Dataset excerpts
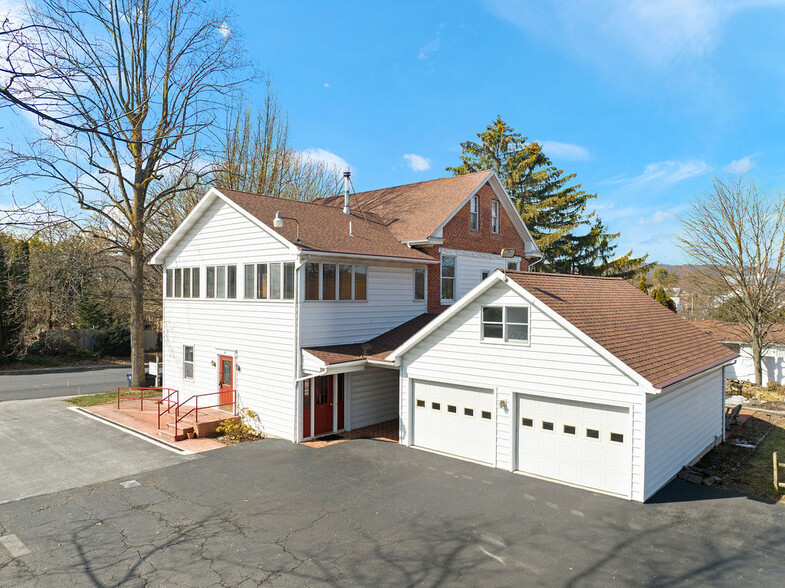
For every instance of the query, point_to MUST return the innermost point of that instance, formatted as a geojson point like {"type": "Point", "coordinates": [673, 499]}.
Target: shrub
{"type": "Point", "coordinates": [240, 430]}
{"type": "Point", "coordinates": [114, 340]}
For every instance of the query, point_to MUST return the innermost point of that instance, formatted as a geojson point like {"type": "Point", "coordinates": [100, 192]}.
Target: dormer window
{"type": "Point", "coordinates": [505, 323]}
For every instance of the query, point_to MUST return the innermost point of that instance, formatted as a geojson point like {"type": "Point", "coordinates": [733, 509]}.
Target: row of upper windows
{"type": "Point", "coordinates": [263, 281]}
{"type": "Point", "coordinates": [474, 214]}
{"type": "Point", "coordinates": [275, 281]}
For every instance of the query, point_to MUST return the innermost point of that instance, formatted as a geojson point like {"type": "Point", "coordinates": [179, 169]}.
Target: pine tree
{"type": "Point", "coordinates": [550, 204]}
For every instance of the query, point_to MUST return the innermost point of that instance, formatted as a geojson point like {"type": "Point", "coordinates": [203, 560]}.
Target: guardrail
{"type": "Point", "coordinates": [142, 397]}
{"type": "Point", "coordinates": [195, 408]}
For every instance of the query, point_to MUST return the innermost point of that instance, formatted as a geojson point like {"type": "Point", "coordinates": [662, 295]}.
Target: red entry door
{"type": "Point", "coordinates": [225, 380]}
{"type": "Point", "coordinates": [323, 405]}
{"type": "Point", "coordinates": [339, 403]}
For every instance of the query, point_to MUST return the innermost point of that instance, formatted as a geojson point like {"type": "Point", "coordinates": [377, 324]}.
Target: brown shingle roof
{"type": "Point", "coordinates": [414, 211]}
{"type": "Point", "coordinates": [377, 348]}
{"type": "Point", "coordinates": [736, 333]}
{"type": "Point", "coordinates": [324, 228]}
{"type": "Point", "coordinates": [656, 343]}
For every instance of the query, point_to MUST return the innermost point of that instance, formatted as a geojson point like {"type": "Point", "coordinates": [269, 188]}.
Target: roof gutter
{"type": "Point", "coordinates": [304, 254]}
{"type": "Point", "coordinates": [681, 377]}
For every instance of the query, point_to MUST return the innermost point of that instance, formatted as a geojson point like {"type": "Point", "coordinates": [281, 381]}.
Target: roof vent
{"type": "Point", "coordinates": [346, 179]}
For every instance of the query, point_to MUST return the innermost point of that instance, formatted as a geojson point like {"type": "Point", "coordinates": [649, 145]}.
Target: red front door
{"type": "Point", "coordinates": [225, 381]}
{"type": "Point", "coordinates": [323, 405]}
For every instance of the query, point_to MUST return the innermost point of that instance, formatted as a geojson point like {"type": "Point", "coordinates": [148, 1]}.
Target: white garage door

Goal of the exercise: Check each line above for the word "query", and copy the lines where it appears.

Result for this exercise:
For every instance of the query, point_to MUST return the innermost point of that instance, formatted as a geojson point like {"type": "Point", "coordinates": [673, 499]}.
For every instance of the query, point_to MUST return the innermost point of that instance, formatted as a geojson point like {"type": "Point", "coordinates": [100, 192]}.
For every instance of the query, point_to MUST return the innermost point of that instance, formatted as a geojson point like {"type": "Point", "coordinates": [733, 509]}.
For every instance of the query, point_to MUST return the innermost point of that instance, formatted as a geojson point like {"type": "Point", "coordinates": [179, 169]}.
For every instance of the query, point_to MUST return the innermost point of that instance, formatted as a geojson point like {"type": "Point", "coordinates": [203, 560]}.
For every instance of the query, point_to MUST return the innermost point of that instance, formatted as a geojson point like {"type": "Point", "coordinates": [662, 295]}.
For every instance of the query, point_to MUST return the innermost point of that instance, formatted as a geojson point like {"type": "Point", "coordinates": [377, 324]}.
For every instance of the query, point_to MUST return the innermost point of that instance, formatted as a geojson point like {"type": "Point", "coordinates": [269, 188]}.
For every instance of the query, point_to MUST return the innermost point of that instance, formatted as a geojson point like {"type": "Point", "coordinates": [281, 381]}.
For every instance of the query, point_to MUST return the innermost point of that instance, formatted as a geojson point like {"type": "Point", "coordinates": [649, 145]}.
For every instance of the query, point_to MUST return the innermost point of that instance, formatted as a geojson point like {"type": "Point", "coordinates": [148, 1]}.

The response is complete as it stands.